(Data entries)
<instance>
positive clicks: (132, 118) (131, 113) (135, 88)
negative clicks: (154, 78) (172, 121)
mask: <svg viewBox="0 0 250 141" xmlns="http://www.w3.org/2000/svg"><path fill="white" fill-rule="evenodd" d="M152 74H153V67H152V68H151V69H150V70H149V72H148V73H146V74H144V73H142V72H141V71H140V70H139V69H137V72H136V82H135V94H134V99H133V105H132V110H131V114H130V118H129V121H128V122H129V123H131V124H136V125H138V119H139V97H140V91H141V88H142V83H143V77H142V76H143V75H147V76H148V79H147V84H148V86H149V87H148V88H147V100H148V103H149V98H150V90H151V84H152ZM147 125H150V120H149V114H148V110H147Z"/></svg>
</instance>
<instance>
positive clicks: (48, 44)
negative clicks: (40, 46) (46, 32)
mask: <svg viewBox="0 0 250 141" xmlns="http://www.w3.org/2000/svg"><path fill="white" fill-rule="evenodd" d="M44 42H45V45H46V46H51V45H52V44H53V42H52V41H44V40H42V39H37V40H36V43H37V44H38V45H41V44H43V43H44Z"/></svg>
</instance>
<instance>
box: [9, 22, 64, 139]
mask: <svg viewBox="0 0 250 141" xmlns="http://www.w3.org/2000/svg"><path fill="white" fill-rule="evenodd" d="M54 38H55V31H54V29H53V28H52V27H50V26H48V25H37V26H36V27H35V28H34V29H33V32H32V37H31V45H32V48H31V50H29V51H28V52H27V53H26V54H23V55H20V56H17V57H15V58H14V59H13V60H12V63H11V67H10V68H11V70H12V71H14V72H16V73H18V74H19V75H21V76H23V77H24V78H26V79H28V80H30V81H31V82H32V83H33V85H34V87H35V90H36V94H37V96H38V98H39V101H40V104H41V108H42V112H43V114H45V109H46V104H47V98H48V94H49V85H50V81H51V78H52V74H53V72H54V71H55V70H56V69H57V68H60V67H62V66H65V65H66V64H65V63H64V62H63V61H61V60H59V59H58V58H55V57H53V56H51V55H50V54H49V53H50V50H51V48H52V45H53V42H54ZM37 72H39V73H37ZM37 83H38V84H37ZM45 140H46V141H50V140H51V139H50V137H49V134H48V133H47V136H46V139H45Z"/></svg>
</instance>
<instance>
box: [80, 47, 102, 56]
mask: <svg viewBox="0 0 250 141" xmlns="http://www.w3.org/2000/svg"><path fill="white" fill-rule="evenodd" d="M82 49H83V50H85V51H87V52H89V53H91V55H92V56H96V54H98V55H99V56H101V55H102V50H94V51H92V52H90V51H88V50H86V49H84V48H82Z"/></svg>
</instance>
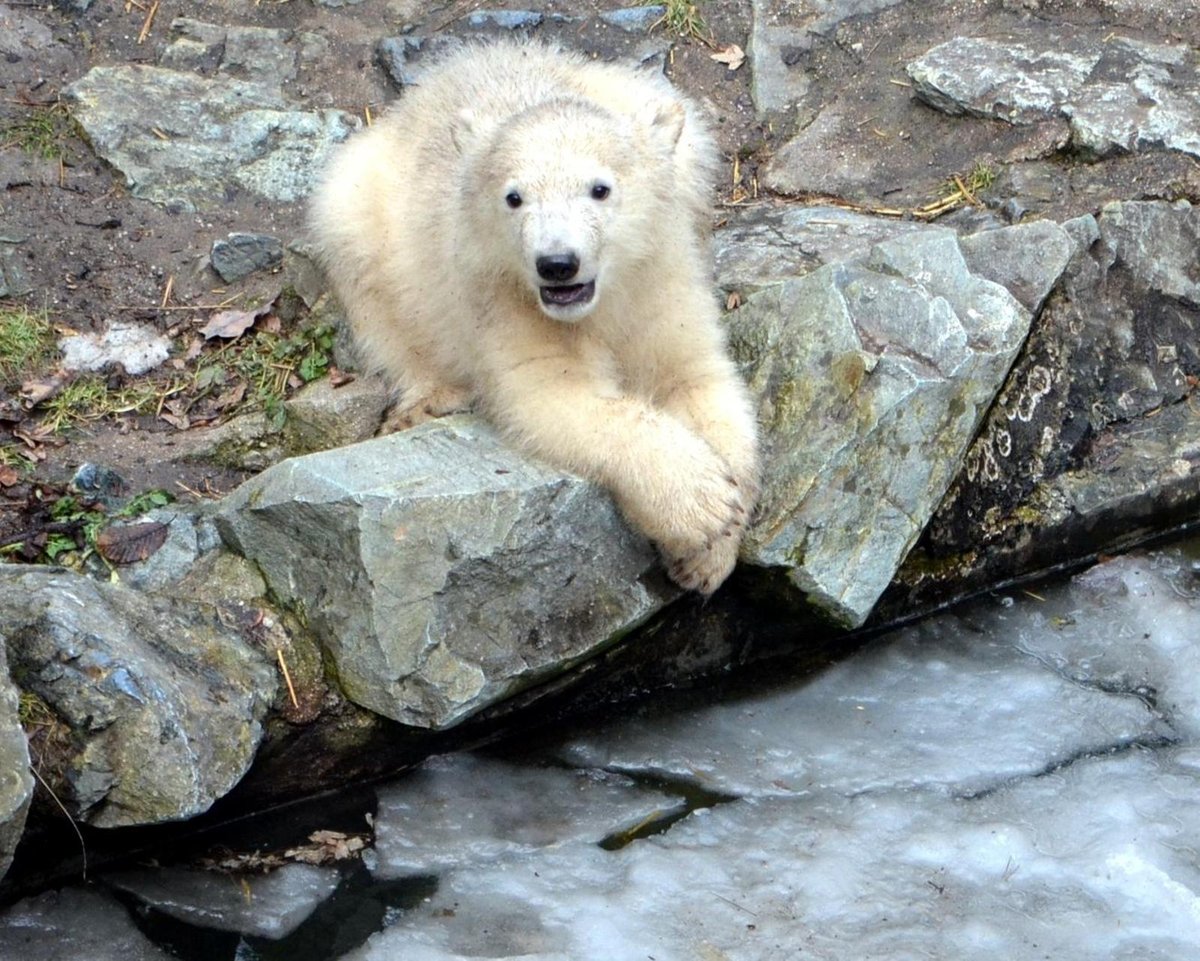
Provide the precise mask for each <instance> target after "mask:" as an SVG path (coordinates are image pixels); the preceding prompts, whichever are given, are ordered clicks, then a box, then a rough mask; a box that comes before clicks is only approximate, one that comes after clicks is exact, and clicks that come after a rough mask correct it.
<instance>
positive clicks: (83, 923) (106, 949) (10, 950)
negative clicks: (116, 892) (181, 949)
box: [0, 888, 170, 961]
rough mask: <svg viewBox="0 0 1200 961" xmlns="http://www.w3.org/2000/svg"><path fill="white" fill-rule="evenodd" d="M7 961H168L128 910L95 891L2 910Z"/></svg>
mask: <svg viewBox="0 0 1200 961" xmlns="http://www.w3.org/2000/svg"><path fill="white" fill-rule="evenodd" d="M0 959H4V961H10V960H11V961H170V955H168V954H167V953H166V951H161V950H158V948H156V947H155V945H154V944H151V943H150V942H149V941H148V939H146V938H145V937H144V936H143V935H142V933H140V932H139V931H138V930H137V927H134V926H133V923H132V921H131V920H130V919H128V915H127V914H126V913H125V908H122V907H121V906H120V905H118V903H116V902H115V901H113V900H112V899H110V897H107V896H104V895H101V894H96V893H95V891H85V890H73V889H70V888H68V889H65V890H61V891H47V893H46V894H41V895H38V896H37V897H30V899H28V900H25V901H20V902H19V903H16V905H13V906H12V907H10V908H6V909H5V911H0Z"/></svg>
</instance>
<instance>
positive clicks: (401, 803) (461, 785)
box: [376, 755, 684, 877]
mask: <svg viewBox="0 0 1200 961" xmlns="http://www.w3.org/2000/svg"><path fill="white" fill-rule="evenodd" d="M683 810H684V805H683V801H682V800H679V799H678V798H668V797H667V795H665V794H662V793H660V792H658V791H653V789H650V788H644V787H640V786H637V785H635V783H634V782H632V781H630V780H629V779H628V777H624V776H622V775H619V774H608V773H606V771H596V770H592V771H582V770H565V769H563V768H538V767H526V765H518V764H506V763H503V762H499V761H490V759H486V758H481V757H474V756H470V755H455V756H450V757H438V758H432V759H431V761H428V762H426V763H425V764H424V765H421V768H420V769H418V770H416V771H415V773H414V774H413V775H412V776H409V777H406V779H404V780H403V781H401V782H400V783H398V785H396V786H395V787H392V788H389V789H385V791H382V792H380V793H379V806H378V810H377V813H376V852H377V855H378V866H377V867H376V875H377V876H379V877H401V876H403V875H412V873H433V872H436V871H442V870H444V869H446V867H461V866H463V865H470V864H480V863H484V861H488V860H494V859H497V858H500V857H505V855H511V854H517V853H523V852H532V851H535V849H538V848H542V847H551V846H554V845H562V843H565V842H568V841H589V842H596V841H601V840H604V839H605V837H606V836H608V835H610V834H619V833H622V831H624V830H628V829H630V828H634V827H636V825H638V824H642V823H646V822H648V821H656V819H659V818H661V817H665V816H670V815H672V813H682V812H683Z"/></svg>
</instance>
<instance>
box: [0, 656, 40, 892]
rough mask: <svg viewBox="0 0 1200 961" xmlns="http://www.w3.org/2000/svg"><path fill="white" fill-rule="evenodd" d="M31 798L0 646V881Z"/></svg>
mask: <svg viewBox="0 0 1200 961" xmlns="http://www.w3.org/2000/svg"><path fill="white" fill-rule="evenodd" d="M32 794H34V776H32V775H31V774H30V773H29V744H28V743H26V741H25V732H24V729H23V728H22V725H20V719H19V698H18V691H17V689H16V687H14V686H13V685H12V681H11V680H8V661H7V657H6V656H5V649H4V647H2V645H0V877H4V872H5V871H7V870H8V865H10V864H11V863H12V853H13V849H14V848H16V847H17V841H19V840H20V833H22V831H23V830H24V828H25V812H26V811H28V810H29V800H30V798H31V797H32Z"/></svg>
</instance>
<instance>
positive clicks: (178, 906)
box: [104, 864, 341, 941]
mask: <svg viewBox="0 0 1200 961" xmlns="http://www.w3.org/2000/svg"><path fill="white" fill-rule="evenodd" d="M104 881H106V882H107V883H109V884H112V885H113V887H115V888H119V889H120V890H122V891H128V893H130V894H132V895H133V896H134V897H137V899H138V900H139V901H142V902H143V903H144V905H148V906H149V907H152V908H154V909H155V911H161V912H162V913H163V914H168V915H170V917H172V918H178V919H179V920H181V921H186V923H187V924H192V925H197V926H198V927H211V929H216V930H217V931H239V932H241V933H244V935H251V936H254V937H263V938H271V939H272V941H278V939H280V938H284V937H287V936H288V935H290V933H292V932H293V931H295V930H296V929H298V927H299V926H300V925H301V924H302V923H304V921H305V919H307V918H308V915H310V914H312V912H313V911H316V908H317V907H318V906H319V905H320V903H322V902H323V901H325V900H326V899H328V897H329V896H330V895H331V894H332V893H334V891H335V890H336V889H337V885H338V883H340V882H341V875H340V873H338V871H337V869H336V867H318V866H316V865H311V864H286V865H283V866H282V867H278V869H276V870H275V871H271V872H270V873H266V875H246V876H242V877H239V878H236V879H233V878H230V877H229V876H228V875H224V873H220V872H217V871H193V870H188V869H184V867H155V869H154V870H142V871H122V872H119V873H116V875H107V876H106V877H104Z"/></svg>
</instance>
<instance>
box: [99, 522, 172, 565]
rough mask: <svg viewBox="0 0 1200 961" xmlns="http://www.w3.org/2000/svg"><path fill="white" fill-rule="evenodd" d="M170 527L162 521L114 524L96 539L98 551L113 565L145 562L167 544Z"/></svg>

__Work request__
Determine the number of lines in the data that include the string "positive". Only that number belongs in the answer.

__Result of this task__
5